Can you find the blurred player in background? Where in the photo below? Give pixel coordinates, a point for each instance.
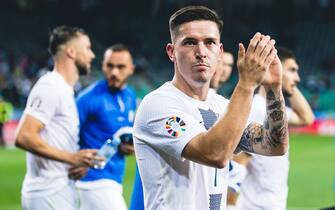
(185, 135)
(266, 183)
(106, 110)
(49, 127)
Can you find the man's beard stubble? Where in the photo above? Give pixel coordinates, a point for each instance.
(82, 69)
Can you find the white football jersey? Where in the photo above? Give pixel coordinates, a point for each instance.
(51, 101)
(166, 121)
(265, 186)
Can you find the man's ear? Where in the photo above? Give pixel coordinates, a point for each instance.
(70, 51)
(221, 52)
(170, 52)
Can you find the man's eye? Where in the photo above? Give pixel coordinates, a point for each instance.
(189, 43)
(211, 42)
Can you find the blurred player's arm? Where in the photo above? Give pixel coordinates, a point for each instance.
(272, 138)
(302, 112)
(28, 138)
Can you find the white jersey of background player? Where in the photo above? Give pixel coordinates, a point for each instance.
(48, 129)
(265, 186)
(181, 151)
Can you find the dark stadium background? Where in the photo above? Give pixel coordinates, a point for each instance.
(305, 26)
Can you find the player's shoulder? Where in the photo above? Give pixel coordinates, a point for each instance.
(217, 97)
(130, 91)
(48, 84)
(161, 96)
(92, 90)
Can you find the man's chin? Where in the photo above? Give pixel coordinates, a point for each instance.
(287, 93)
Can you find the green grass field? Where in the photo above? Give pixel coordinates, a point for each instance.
(311, 180)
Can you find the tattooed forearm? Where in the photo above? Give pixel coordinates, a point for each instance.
(276, 119)
(265, 139)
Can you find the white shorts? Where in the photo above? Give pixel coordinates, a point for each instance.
(66, 198)
(103, 198)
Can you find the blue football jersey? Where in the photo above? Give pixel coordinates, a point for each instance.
(103, 114)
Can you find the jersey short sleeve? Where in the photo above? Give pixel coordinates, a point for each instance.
(42, 103)
(165, 124)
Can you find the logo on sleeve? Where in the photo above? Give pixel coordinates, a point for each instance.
(175, 126)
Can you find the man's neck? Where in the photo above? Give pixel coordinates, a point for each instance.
(199, 93)
(68, 71)
(262, 91)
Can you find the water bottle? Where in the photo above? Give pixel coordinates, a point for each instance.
(108, 149)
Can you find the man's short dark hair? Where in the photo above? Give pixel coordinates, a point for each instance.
(119, 47)
(193, 13)
(61, 35)
(284, 54)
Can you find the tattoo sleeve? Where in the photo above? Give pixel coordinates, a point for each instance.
(261, 139)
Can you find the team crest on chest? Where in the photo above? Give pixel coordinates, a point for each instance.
(175, 126)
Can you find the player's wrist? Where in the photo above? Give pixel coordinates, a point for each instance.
(246, 86)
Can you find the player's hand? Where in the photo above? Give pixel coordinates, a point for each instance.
(254, 62)
(77, 172)
(273, 77)
(84, 157)
(126, 149)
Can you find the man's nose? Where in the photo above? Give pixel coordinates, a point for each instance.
(201, 51)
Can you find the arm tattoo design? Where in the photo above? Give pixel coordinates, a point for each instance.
(273, 133)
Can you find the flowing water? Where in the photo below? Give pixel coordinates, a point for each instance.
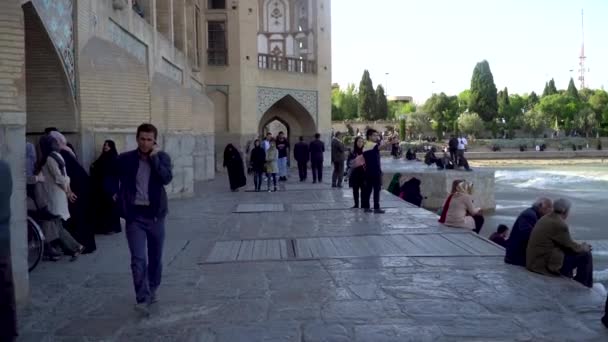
(517, 186)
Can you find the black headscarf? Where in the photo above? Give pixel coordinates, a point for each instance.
(48, 145)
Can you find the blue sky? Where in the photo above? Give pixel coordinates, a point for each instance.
(421, 41)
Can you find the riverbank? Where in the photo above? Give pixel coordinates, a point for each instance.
(300, 265)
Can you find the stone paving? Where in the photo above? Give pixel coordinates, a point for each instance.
(411, 293)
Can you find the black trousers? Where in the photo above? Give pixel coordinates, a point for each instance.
(357, 192)
(479, 220)
(338, 175)
(303, 170)
(8, 308)
(317, 171)
(372, 185)
(583, 263)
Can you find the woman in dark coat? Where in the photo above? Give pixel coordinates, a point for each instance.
(356, 177)
(234, 163)
(257, 162)
(80, 224)
(104, 181)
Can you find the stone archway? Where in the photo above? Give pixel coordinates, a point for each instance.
(290, 113)
(50, 99)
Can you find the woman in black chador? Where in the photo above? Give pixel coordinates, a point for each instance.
(234, 163)
(104, 181)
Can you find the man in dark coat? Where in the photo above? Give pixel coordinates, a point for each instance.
(142, 201)
(337, 158)
(8, 308)
(520, 233)
(373, 172)
(301, 154)
(317, 148)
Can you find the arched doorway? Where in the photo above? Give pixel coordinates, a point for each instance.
(291, 117)
(50, 98)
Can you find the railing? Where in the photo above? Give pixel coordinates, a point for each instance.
(288, 64)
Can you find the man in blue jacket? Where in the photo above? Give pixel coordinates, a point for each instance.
(520, 234)
(373, 172)
(142, 201)
(8, 308)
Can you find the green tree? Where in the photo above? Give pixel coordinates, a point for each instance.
(560, 108)
(535, 122)
(443, 110)
(532, 101)
(572, 91)
(381, 104)
(550, 88)
(350, 102)
(586, 121)
(367, 98)
(417, 123)
(483, 98)
(471, 124)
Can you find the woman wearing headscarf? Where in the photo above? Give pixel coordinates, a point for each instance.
(79, 224)
(234, 163)
(57, 189)
(395, 184)
(272, 164)
(104, 180)
(459, 210)
(356, 165)
(257, 161)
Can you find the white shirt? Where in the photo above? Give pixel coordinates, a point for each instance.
(462, 143)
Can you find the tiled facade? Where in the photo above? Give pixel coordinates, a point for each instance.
(96, 69)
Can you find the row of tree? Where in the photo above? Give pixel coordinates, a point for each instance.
(481, 109)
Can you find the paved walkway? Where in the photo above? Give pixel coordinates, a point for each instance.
(298, 265)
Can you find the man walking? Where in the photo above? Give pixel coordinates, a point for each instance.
(8, 308)
(373, 172)
(142, 200)
(317, 148)
(462, 146)
(337, 158)
(301, 154)
(283, 148)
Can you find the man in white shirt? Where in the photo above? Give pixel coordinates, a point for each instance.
(462, 146)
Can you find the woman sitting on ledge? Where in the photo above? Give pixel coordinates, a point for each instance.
(458, 210)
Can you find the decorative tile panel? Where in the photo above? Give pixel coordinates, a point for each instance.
(269, 96)
(57, 17)
(172, 71)
(128, 42)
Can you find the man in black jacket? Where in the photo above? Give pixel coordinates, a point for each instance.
(301, 154)
(373, 172)
(522, 228)
(8, 308)
(142, 200)
(317, 148)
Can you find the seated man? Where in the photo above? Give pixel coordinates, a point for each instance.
(520, 233)
(499, 237)
(551, 250)
(430, 158)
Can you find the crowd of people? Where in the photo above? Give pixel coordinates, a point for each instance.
(539, 240)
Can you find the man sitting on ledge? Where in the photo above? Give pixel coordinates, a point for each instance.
(520, 233)
(551, 250)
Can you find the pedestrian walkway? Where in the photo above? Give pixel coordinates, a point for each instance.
(300, 265)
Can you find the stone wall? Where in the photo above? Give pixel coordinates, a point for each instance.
(12, 132)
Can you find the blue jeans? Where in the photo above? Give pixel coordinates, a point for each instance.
(283, 167)
(146, 266)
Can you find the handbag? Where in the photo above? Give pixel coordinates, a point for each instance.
(357, 161)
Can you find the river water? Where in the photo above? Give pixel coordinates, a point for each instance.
(586, 185)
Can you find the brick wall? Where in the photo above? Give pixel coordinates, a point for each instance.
(12, 132)
(49, 99)
(114, 87)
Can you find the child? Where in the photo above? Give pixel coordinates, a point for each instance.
(500, 236)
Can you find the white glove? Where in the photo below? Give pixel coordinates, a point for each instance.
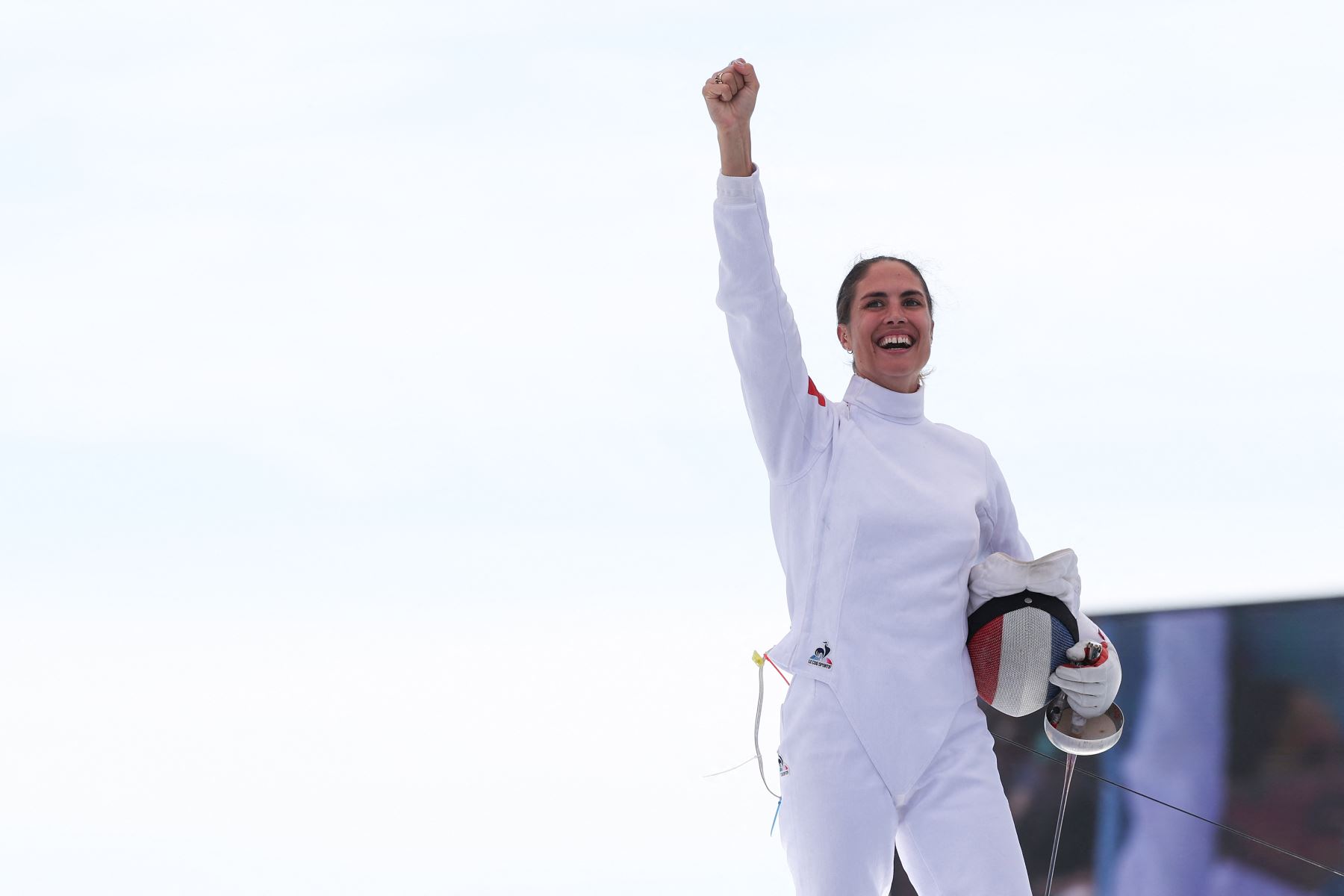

━━━

## AIM
Locate every line in the material above that contains the string "water", matching case exactly, and copy each of those lines in full.

## ANSWER
Can you find the water bottle? Where in the photo above? Give pixel coordinates, a point for each instance.
Can you find the flowing water? Where in the photo below? Give pixel coordinates, a point for each instance.
Can you find the river water? Where in the photo above? Give pixel coordinates, a point for each instance.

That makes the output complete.